Segment Start: Data section

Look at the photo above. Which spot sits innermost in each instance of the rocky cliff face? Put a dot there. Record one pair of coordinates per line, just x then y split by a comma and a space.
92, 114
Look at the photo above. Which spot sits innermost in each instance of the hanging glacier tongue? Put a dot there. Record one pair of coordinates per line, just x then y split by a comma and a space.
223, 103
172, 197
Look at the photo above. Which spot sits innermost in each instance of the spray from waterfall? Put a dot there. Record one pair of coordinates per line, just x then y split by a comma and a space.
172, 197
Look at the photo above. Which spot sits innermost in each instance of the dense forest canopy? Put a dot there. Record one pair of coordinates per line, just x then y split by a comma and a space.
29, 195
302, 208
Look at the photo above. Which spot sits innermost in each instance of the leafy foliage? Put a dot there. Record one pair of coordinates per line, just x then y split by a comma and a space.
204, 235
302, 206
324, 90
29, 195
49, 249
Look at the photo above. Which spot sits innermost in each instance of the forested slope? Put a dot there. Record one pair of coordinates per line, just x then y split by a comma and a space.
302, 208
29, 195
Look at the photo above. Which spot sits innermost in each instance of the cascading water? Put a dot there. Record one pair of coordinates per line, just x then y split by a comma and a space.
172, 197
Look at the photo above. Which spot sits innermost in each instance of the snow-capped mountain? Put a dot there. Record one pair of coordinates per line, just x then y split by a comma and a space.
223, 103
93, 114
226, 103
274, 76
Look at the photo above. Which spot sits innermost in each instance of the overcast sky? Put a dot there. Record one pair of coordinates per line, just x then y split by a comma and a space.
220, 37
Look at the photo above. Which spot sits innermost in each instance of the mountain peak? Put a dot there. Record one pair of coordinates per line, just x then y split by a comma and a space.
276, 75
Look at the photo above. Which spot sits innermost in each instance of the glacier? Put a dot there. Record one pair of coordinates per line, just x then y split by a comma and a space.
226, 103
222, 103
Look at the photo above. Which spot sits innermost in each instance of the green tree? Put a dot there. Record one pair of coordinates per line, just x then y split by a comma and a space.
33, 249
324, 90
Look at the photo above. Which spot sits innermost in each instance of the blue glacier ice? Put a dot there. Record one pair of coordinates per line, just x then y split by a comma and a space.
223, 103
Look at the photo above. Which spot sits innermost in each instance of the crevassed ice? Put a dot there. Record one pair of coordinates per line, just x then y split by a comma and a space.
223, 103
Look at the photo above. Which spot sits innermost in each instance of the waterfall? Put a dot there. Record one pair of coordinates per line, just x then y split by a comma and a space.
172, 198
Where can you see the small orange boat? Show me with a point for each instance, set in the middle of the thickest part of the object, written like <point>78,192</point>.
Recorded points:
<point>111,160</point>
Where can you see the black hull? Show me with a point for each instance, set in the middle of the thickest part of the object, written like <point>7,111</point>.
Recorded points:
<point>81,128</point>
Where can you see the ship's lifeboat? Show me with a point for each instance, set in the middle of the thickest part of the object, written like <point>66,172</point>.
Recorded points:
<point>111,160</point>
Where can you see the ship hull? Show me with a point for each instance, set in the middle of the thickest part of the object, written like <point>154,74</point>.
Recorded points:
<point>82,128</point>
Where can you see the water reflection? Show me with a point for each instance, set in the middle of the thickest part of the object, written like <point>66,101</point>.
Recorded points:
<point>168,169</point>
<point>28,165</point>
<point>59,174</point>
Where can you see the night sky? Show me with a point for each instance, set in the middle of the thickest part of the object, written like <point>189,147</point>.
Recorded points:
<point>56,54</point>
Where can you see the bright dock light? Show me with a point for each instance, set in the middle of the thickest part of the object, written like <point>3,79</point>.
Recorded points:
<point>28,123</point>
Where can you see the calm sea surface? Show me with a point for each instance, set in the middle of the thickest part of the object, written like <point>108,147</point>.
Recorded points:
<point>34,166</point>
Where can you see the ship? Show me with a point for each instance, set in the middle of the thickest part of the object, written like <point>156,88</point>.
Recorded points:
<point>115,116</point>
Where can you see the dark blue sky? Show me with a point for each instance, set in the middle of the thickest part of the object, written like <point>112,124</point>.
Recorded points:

Segment End: Data section

* [Activity]:
The answer is the run of lines that starts at the one containing "Where can you see the ship?" and ends at the last line of the material, reproduced exactly.

* [Exercise answer]:
Where can you see the ship? Show me with a point for each instance, set in the middle of the thickest part of the object, written like <point>156,88</point>.
Recorded points:
<point>115,116</point>
Where can you see the dark blue sky? Show me with a point for each instance, set in the middle of the thickest part of the object, written like <point>112,124</point>.
Recorded points:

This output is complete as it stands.